**PROBLEM SET**:
1. Using the essay on technology and labor, answer each question below.
(a) To what year and court case does the essay trace the phrase "enhance shareholder value"?
(b) Which court does the essay quote?
(c) Which work by Henry George does the essay name?
2. Set down the part of the essay on technology and labor that starts with "Those machines, purchased" and goes on through "to get money.", word for word.
━━━ SOURCE EXTRACT ━━━
The reality? Those machines which we depreciate on our taxes make more value than they create specifically so that we can get rich from the work they do.

Oh, let me change that a bit. As I wrote it above, it can be a bit confusing, and I wouldn't want anyone confused. I'll make the changes contract style, with the underlined portions additions and the struck-through portions deletions.

Those machines which we those that buy machines depreciate on our the purchaser's taxes make more value than they create specifically so that we the purchaser can get rich from the work they do.

Those machines, after all, are not purchased by some mysterious entity called "society," society which probably includes yourself and myself. Therefore, grandiose and ultimately misleading statements like "Technology betters our lives" must be put into greater clarity simply by asking "Who is this 'our' being discussed?"

Those machines, purchased by people associating themselves perhaps individually, perhaps in collectives such as companies and corporations, may or may not be driven by "the most sure and certain principles of religion and traditional virtue". Those that own those machines may simply be greedy mother fuckers who want a shit-ton of cash on which to bed down with hookers covered in lines of blow.

In fact-and this might be the most demoralizing point I make in this winding hill of ant paths yet-the law says these individuals, if incorporated in a publicly-held company, must do that, give into the greed and ravenous desire to get money.

Did you ever hear the phrase, usually uttered by the CEO of some huge-astic company, "enhance shareholder value"? Truth is, that CEO has to make the lip music thusly. Why? It goes all the way back to 1919 and Dodge v. Ford. Quoth the Michigan Supreme Court:

A business corporation is organized and carried on primarily for the profit of the stockholders. The powers of the directors are to be employed for that end. The discretion of directors is to be exercised in the choice of means to attain that end, and does not extend to a change in the end itself, to the reduction of profits, or to the non-distribution of profits among stockholders in order to devote them to other purposes...

So, if the Frogs Sing, if no-till farming in my scenario catches on, and perhaps some farms are consolidated, the owners keeping title to the land but allowing a really good manager to make the big decisions about what is to be planted and harvested and who is to be hired to do that work and how these people are to be treated, a manager, like the director of "a business corporation", may not be legally able to give a bit extra to the workers if that extra might somehow profit one of the land owners that actually has title to the dirt being poked with digging sticks.

And Dodge v. Ford is just one example of a hurdle to creating greater equity, greater equality in society, whether or not that society has a bunch of machines doing its work or not.

Let me wrap this up.

No matter what you might call the problem, be it technological unemployment or the more fashionable term technological displacement, the problem is not necessarily one that has anything to do with the technology. It has everything to do with our society and how it demands a few things:

  1. How workers are treated;
  2. How much of the workers' labor must be given to the worker;
  3. How much of that labor can be kept by an employer; and
  4. How much value from a non-labor source the owner of that source can keep.

That last bit, about the non-labor source, concerns natural resources and land, land like the farms being farmed with or without plows in my scenario. It is the concern of Henry George's Progress & Poverty, and it has observations and conclusion that are enormously relevant to this discussion, even if not all of his recommendations are considered.

As I told KMO in our interview, unless there is an incentive to do so, people won't if they don't want to. I'm sure I didn't put it like that, but that's the gist of it. If they want to keep the money and there are no tax incentives prodding them to not keep the money, then they will keep the money, even if as a result it means someone else will not get a job.

Whether a machine is involved in that transaction is really quite beside the point.
━━━ RAW DATA ━━━
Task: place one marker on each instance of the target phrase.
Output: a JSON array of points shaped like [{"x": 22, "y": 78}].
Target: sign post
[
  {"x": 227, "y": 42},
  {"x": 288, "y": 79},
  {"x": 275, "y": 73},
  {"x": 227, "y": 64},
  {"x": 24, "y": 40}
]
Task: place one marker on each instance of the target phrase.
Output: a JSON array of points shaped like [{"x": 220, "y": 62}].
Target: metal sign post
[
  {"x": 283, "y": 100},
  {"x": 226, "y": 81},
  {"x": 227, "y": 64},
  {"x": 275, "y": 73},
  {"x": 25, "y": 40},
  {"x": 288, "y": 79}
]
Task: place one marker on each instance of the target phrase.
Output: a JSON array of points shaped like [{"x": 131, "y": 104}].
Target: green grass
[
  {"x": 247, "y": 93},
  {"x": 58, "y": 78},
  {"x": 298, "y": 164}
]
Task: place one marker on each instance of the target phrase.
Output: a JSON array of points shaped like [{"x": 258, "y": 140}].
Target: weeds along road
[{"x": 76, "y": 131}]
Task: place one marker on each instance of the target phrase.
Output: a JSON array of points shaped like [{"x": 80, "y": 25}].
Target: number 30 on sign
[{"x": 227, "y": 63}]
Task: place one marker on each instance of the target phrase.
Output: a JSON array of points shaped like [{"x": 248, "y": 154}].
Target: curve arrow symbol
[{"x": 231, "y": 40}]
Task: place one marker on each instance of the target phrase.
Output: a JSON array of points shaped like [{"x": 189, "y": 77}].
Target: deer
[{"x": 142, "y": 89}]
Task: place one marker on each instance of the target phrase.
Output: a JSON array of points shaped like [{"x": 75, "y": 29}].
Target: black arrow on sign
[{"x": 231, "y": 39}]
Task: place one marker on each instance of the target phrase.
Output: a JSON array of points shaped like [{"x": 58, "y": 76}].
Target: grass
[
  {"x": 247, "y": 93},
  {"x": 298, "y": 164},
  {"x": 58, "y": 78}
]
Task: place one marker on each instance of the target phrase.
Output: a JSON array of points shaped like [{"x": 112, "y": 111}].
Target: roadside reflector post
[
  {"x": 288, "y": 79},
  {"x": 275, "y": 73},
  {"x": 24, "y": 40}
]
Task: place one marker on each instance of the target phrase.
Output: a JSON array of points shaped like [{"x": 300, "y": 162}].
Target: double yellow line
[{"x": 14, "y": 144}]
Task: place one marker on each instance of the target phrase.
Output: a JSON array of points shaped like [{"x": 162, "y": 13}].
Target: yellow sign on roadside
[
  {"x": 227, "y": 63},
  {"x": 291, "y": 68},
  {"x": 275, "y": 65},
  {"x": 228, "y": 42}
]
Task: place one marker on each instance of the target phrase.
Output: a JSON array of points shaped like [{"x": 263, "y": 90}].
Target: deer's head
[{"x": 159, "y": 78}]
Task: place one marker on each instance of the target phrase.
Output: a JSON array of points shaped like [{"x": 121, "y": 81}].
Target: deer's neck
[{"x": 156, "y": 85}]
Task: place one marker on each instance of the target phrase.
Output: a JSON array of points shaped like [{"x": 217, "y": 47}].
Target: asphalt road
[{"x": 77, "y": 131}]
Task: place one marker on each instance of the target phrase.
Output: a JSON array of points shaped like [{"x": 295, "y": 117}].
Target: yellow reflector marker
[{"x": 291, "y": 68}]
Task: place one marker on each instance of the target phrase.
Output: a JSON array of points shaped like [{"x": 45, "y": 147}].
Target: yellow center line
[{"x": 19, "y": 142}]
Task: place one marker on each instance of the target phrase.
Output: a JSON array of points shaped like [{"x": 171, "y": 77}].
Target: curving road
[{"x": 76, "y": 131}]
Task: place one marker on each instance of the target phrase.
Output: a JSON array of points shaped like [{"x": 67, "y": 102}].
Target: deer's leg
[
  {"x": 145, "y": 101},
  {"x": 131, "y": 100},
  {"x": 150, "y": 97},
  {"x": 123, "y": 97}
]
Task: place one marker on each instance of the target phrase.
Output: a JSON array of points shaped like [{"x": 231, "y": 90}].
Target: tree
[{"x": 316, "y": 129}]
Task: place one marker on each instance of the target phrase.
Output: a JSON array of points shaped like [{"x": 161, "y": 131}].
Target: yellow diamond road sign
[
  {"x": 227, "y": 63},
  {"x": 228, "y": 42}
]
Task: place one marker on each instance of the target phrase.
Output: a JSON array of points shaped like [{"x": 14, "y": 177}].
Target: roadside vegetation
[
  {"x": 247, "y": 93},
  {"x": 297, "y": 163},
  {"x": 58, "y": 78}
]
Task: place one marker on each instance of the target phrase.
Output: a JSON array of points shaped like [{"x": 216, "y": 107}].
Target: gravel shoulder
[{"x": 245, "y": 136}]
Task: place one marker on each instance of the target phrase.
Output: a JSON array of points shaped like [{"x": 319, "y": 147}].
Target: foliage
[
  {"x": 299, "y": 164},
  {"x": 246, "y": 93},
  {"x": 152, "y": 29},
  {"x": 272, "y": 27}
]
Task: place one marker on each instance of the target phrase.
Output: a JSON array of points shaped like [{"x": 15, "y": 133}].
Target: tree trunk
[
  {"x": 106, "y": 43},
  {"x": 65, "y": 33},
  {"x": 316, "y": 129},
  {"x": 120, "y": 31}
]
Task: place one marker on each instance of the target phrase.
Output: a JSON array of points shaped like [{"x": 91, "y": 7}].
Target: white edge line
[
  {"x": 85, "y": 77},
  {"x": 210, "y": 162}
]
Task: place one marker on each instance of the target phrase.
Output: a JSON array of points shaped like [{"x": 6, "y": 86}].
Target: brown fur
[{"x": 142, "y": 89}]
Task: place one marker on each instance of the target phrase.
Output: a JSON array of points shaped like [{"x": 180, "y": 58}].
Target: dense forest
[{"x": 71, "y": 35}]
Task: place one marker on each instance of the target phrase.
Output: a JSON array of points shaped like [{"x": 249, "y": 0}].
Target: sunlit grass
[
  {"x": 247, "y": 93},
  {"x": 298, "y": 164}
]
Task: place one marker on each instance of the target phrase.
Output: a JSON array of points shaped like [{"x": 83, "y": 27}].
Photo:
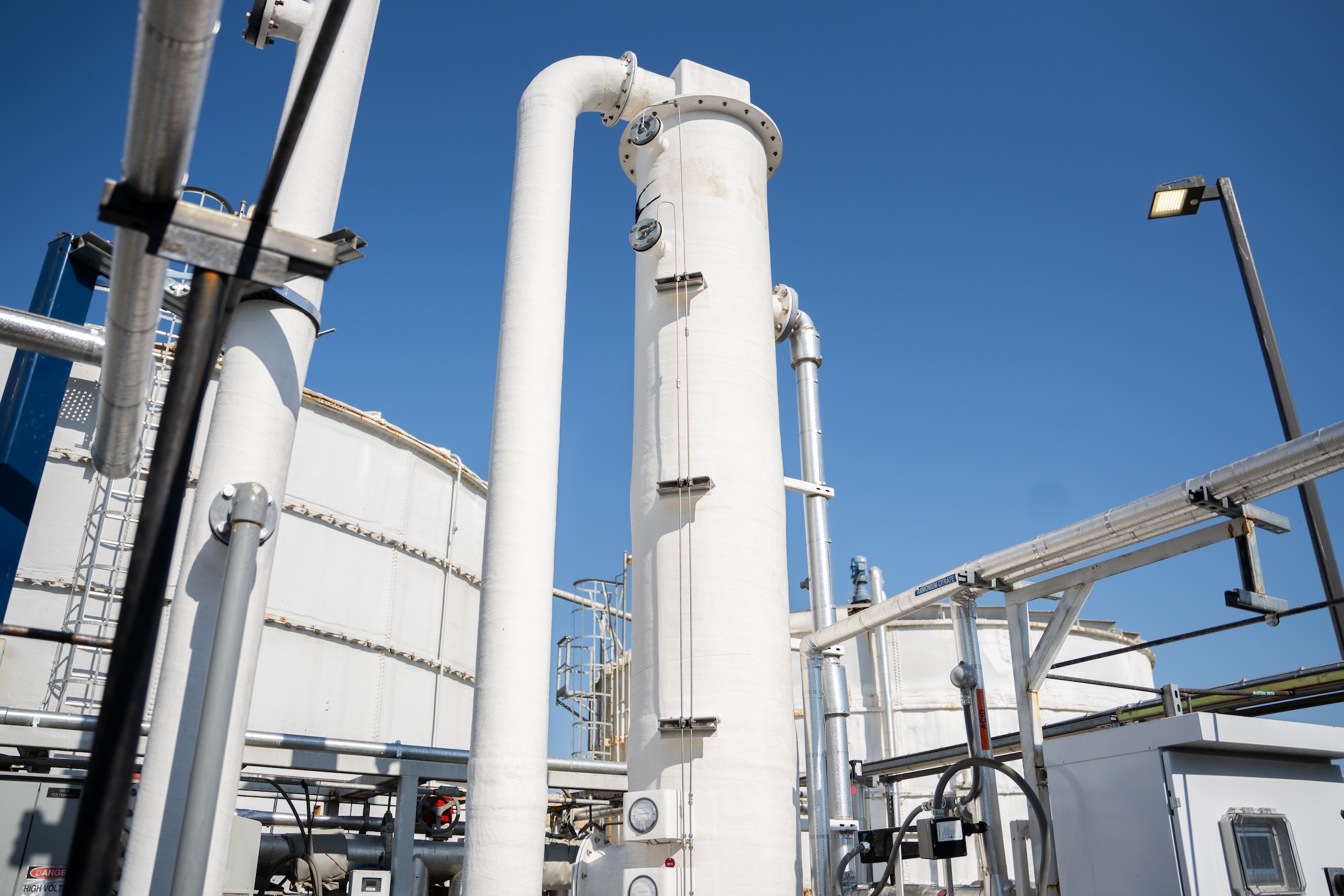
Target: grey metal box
[{"x": 1138, "y": 809}]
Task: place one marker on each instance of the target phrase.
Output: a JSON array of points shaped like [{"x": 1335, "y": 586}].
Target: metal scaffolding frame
[{"x": 593, "y": 671}]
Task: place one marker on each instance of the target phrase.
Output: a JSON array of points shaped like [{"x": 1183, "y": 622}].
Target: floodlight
[{"x": 1178, "y": 198}]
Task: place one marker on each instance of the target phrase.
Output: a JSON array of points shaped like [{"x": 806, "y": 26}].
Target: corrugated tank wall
[{"x": 365, "y": 577}]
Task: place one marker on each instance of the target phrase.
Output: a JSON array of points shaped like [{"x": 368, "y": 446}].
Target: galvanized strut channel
[
  {"x": 1277, "y": 469},
  {"x": 229, "y": 254}
]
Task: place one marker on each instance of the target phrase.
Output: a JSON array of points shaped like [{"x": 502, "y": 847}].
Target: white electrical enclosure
[
  {"x": 1199, "y": 805},
  {"x": 652, "y": 816},
  {"x": 709, "y": 585},
  {"x": 928, "y": 707}
]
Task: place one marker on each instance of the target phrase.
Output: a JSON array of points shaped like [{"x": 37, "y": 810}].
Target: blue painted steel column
[{"x": 31, "y": 402}]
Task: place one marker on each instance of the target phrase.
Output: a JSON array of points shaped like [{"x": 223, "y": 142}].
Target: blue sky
[{"x": 1010, "y": 346}]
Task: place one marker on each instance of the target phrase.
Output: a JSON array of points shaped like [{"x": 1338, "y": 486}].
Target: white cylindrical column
[
  {"x": 710, "y": 594},
  {"x": 252, "y": 437},
  {"x": 511, "y": 704}
]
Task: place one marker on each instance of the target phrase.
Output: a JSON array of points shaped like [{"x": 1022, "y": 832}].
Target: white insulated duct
[
  {"x": 507, "y": 776},
  {"x": 709, "y": 585},
  {"x": 1273, "y": 470},
  {"x": 173, "y": 43},
  {"x": 250, "y": 439}
]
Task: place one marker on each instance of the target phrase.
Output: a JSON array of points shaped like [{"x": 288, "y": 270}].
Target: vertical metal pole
[
  {"x": 247, "y": 516},
  {"x": 1032, "y": 738},
  {"x": 404, "y": 836},
  {"x": 968, "y": 652},
  {"x": 31, "y": 403},
  {"x": 103, "y": 812},
  {"x": 805, "y": 358},
  {"x": 1326, "y": 561}
]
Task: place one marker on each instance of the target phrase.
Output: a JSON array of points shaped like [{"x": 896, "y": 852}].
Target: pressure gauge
[
  {"x": 646, "y": 234},
  {"x": 641, "y": 816},
  {"x": 643, "y": 886},
  {"x": 646, "y": 128}
]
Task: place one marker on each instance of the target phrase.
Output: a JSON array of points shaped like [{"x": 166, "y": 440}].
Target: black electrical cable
[
  {"x": 1200, "y": 633},
  {"x": 298, "y": 115},
  {"x": 844, "y": 863},
  {"x": 1027, "y": 792},
  {"x": 894, "y": 856},
  {"x": 971, "y": 739},
  {"x": 303, "y": 832}
]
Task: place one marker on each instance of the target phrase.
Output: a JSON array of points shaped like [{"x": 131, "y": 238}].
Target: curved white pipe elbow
[{"x": 511, "y": 704}]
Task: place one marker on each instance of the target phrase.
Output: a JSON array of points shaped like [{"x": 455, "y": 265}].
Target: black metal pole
[
  {"x": 1326, "y": 561},
  {"x": 96, "y": 851}
]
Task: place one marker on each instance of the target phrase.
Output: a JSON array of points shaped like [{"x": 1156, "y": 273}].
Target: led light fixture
[{"x": 1178, "y": 198}]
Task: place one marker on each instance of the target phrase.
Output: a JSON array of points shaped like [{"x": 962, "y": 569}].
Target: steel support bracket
[
  {"x": 216, "y": 241},
  {"x": 695, "y": 280},
  {"x": 803, "y": 487},
  {"x": 1264, "y": 519},
  {"x": 222, "y": 516},
  {"x": 693, "y": 486},
  {"x": 677, "y": 724}
]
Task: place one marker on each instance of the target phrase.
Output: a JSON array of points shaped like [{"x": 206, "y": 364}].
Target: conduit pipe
[
  {"x": 507, "y": 777},
  {"x": 250, "y": 440},
  {"x": 308, "y": 743},
  {"x": 831, "y": 770},
  {"x": 1277, "y": 469},
  {"x": 173, "y": 43},
  {"x": 49, "y": 336}
]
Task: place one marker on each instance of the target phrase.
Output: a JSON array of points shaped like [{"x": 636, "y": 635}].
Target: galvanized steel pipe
[
  {"x": 1274, "y": 470},
  {"x": 246, "y": 517},
  {"x": 173, "y": 43},
  {"x": 507, "y": 777},
  {"x": 805, "y": 359},
  {"x": 49, "y": 336},
  {"x": 250, "y": 440}
]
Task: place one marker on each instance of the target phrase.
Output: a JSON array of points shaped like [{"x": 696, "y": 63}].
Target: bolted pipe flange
[
  {"x": 784, "y": 301},
  {"x": 243, "y": 503}
]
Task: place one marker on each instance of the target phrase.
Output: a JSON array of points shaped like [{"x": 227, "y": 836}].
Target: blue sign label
[{"x": 930, "y": 586}]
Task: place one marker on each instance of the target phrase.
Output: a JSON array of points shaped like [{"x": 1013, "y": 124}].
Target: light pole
[{"x": 1185, "y": 198}]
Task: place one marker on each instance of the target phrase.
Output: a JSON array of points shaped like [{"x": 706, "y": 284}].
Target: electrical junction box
[
  {"x": 652, "y": 816},
  {"x": 37, "y": 825},
  {"x": 1198, "y": 805},
  {"x": 651, "y": 881},
  {"x": 244, "y": 848},
  {"x": 879, "y": 847},
  {"x": 941, "y": 839},
  {"x": 367, "y": 880}
]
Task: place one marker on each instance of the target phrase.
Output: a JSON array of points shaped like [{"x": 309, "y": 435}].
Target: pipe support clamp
[{"x": 244, "y": 503}]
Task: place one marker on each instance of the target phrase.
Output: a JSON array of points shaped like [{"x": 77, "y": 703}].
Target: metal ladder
[{"x": 78, "y": 672}]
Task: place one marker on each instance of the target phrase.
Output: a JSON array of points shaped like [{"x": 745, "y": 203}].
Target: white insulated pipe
[
  {"x": 883, "y": 665},
  {"x": 709, "y": 583},
  {"x": 250, "y": 440},
  {"x": 1277, "y": 469},
  {"x": 513, "y": 695},
  {"x": 173, "y": 43}
]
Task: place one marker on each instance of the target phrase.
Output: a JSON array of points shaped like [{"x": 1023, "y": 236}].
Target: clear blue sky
[{"x": 1010, "y": 346}]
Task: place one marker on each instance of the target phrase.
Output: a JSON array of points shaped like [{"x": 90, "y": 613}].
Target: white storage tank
[
  {"x": 373, "y": 608},
  {"x": 928, "y": 707}
]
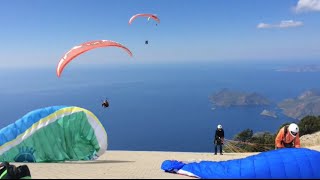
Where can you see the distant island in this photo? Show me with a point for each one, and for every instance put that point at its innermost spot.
(306, 68)
(227, 98)
(268, 113)
(308, 103)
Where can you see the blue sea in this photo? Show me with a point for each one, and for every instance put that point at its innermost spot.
(160, 107)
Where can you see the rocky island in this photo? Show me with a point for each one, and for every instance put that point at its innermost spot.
(308, 103)
(227, 98)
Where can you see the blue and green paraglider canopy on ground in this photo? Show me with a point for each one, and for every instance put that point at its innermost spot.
(51, 134)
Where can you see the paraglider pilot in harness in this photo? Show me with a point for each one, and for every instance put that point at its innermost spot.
(288, 137)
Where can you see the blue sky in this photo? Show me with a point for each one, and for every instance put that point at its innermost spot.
(39, 32)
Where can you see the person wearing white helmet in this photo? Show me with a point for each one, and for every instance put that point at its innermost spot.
(218, 139)
(288, 137)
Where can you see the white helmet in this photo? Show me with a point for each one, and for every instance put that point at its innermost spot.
(293, 129)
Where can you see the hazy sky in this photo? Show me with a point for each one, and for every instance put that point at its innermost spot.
(39, 32)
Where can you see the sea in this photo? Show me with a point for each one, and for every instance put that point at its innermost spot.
(157, 107)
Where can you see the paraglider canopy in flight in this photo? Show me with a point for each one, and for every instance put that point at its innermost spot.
(152, 16)
(84, 47)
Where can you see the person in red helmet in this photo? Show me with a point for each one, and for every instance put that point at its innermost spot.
(288, 137)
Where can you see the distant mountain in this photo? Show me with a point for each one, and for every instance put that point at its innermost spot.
(227, 98)
(308, 103)
(306, 68)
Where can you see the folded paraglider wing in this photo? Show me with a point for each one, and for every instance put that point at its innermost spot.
(52, 134)
(288, 163)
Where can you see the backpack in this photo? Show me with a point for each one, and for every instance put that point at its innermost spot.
(9, 171)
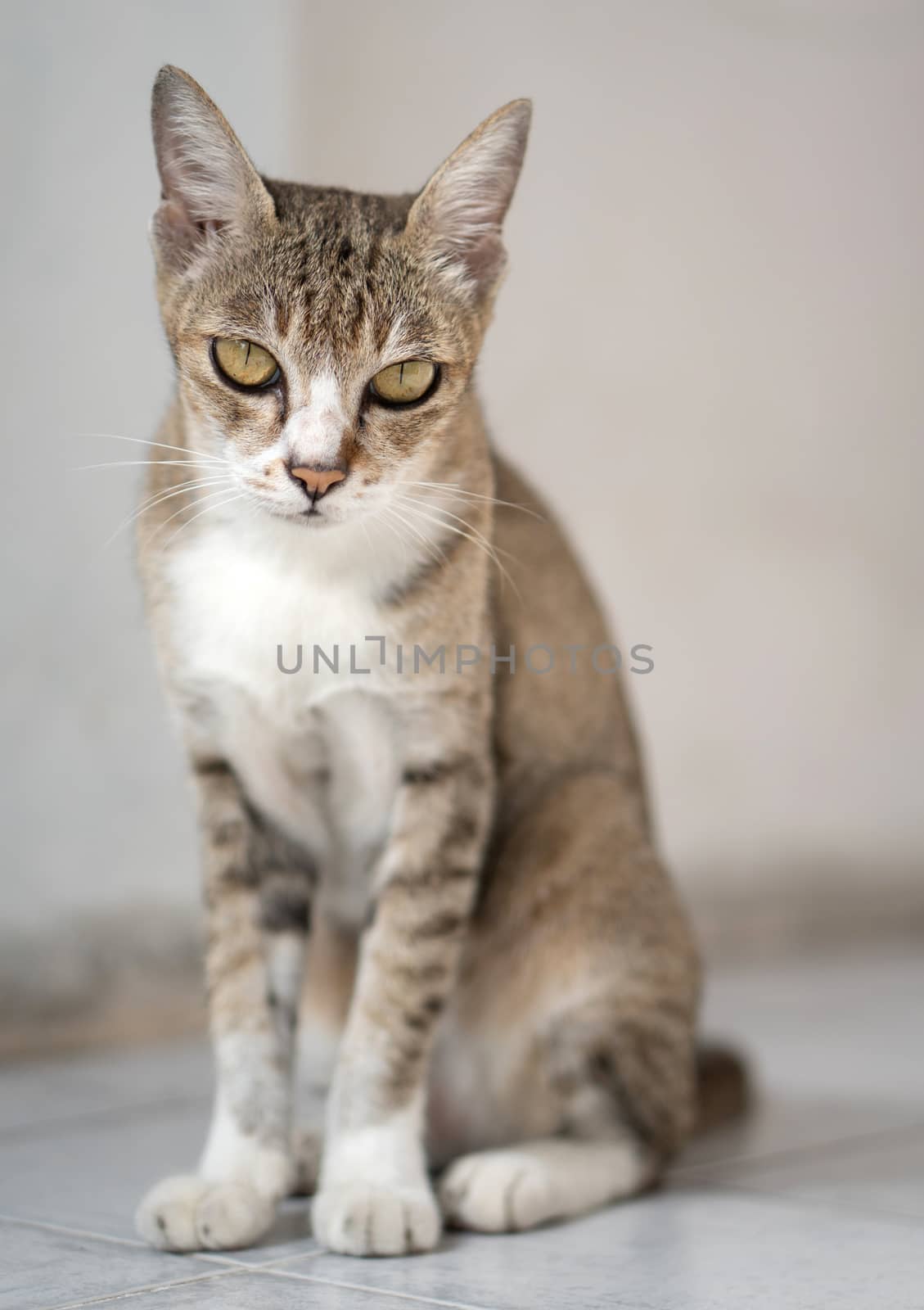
━━━
**RESPONSES BY ITEM NUMBER**:
1.
(a) 1919, Dodge v. Ford.
(b) The Michigan Supreme Court.
(c) Progress & Poverty.

2.
Those machines, purchased by people associating themselves perhaps individually, perhaps in collectives such as companies and corporations, may or may not be driven by "the most sure and certain principles of religion and traditional virtue". Those that own those machines may simply be greedy mother fuckers who want a shit-ton of cash on which to bed down with hookers covered in lines of blow.

In fact-and this might be the most demoralizing point I make in this winding hill of ant paths yet-the law says these individuals, if incorporated in a publicly-held company, must do that, give into the greed and ravenous desire to get money.